YOUR TASKS.
1. In the dementia article, which journal published the work by Otaiku and the team?
2. From the dementia article, extract the span that begins at the words "An average person" and stops after "to new research.".
3. Do these statements agree with the dementia article? Answer yes or no for each, and quote the deciding words. (a) The participants filled out questionnaires between 2002 and 2012. (b) Otaiku is with the University of Birmingham’s Centre for Human Brain Health. (c) An average person in 2022 spends about ten years of their life dreaming.

SELECTED TEXT.
.....

An average person in 2022 spends about six years of their entire life dreaming. Dreams mystify us as much as they become reflections of us; we don’t understand how we dream or why, but “good dreams,” “bad dreams,” and in some cases, “no dreams” still determine our well-being to a great extent. For people in their middle age or older years, nightmares can be particularly revelatory, for they may signal a future risk of developing dementia, according to new research.
“We’ve demonstrated for the first time that distressing dreams, or nightmares, can be linked to dementia risk and cognitive decline among healthy adults in the general population,” said Abidemi Otaiku, of the University of Birmingham’s Centre for Human Brain Health, in a press release.
Dementia is a baffling disease: it presents itself only when it’s late, fundamentally meddling with one’s memory, thinking, and cognitiveabilities. As many as 4.4 million people in India are expected to be living with dementia, and this number comprises mostly the elderly.
Finding ways to identify dementia early is key, allowing for better care and treatment where applicable. Otaiku and the team looked at dreams for answers, with their work published in the Lancet’s eClinical Medicine journal. Their study involved almost 600 participants between the ages of 35 and 64, and another cohort with 2,600 participants 90 and older. Between 2002 and 2012, the participants were asked to fill out a range of questionnaires, one of them tracking how often individuals experienced bad dreams.

.....

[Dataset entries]
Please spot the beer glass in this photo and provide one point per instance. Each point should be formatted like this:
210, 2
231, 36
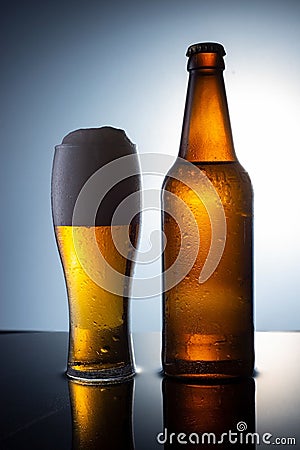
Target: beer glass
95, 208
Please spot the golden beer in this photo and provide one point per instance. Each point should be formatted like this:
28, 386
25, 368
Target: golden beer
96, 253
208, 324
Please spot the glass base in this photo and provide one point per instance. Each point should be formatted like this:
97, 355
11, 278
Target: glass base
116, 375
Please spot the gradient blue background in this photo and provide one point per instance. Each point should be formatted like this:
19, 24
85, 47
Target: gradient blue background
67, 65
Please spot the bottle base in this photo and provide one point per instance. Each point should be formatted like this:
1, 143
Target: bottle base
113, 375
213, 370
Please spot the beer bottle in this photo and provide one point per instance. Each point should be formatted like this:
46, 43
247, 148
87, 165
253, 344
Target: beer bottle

.....

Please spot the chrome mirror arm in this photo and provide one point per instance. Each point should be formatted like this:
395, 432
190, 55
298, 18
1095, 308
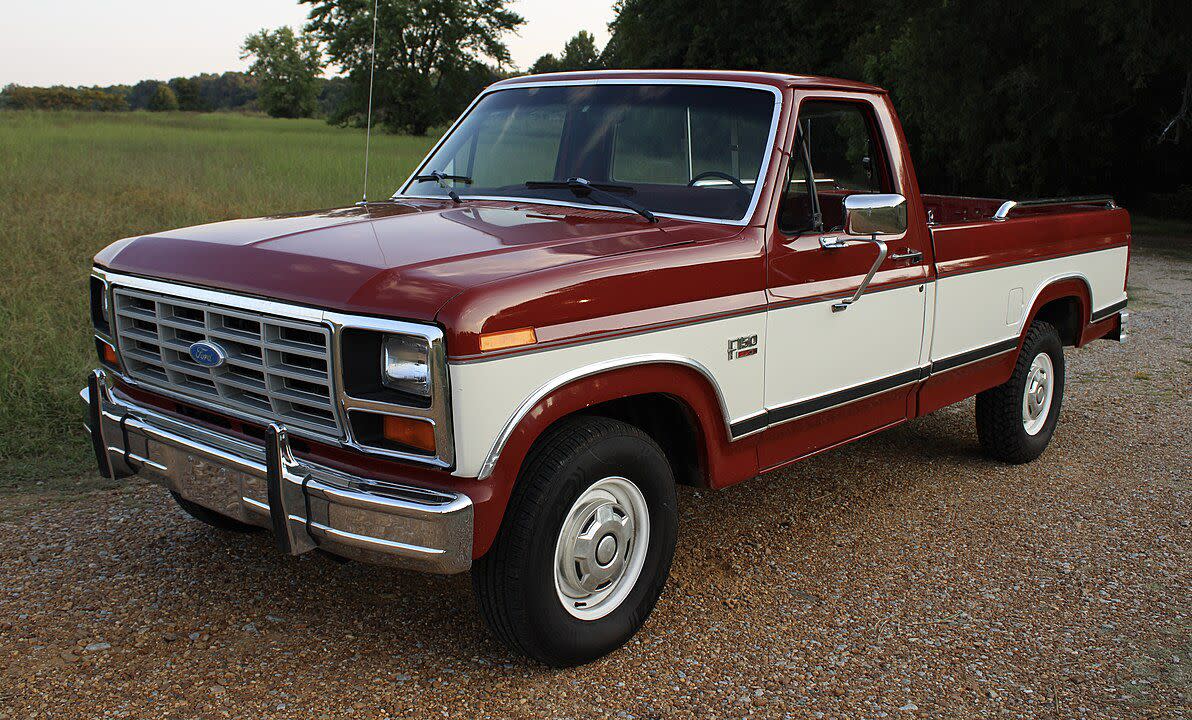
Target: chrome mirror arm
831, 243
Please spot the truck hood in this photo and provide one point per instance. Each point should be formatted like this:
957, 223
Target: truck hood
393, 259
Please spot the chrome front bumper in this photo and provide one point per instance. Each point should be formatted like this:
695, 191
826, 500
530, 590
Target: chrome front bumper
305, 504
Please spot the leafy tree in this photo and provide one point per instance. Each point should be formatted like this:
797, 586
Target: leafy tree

.....

ANSWERS TO THE EXERCISES.
1. The Lancet’s eClinical Medicine journal.

2.
An average person in 2022 spends about six years of their entire life dreaming. Dreams mystify us as much as they become reflections of us; we don’t understand how we dream or why, but “good dreams,” “bad dreams,” and in some cases, “no dreams” still determine our well-being to a great extent. For people in their middle age or older years, nightmares can be particularly revelatory, for they may signal a future risk of developing dementia, according to new research.

3.
(a) Yes: "Between 2002 and 2012, the participants were asked to fill out a range of questionnaires"
(b) Yes: "Abidemi Otaiku, of the University of Birmingham’s Centre for Human Brain Health"
(c) No: "An average person in 2022 spends about six years of their entire life dreaming."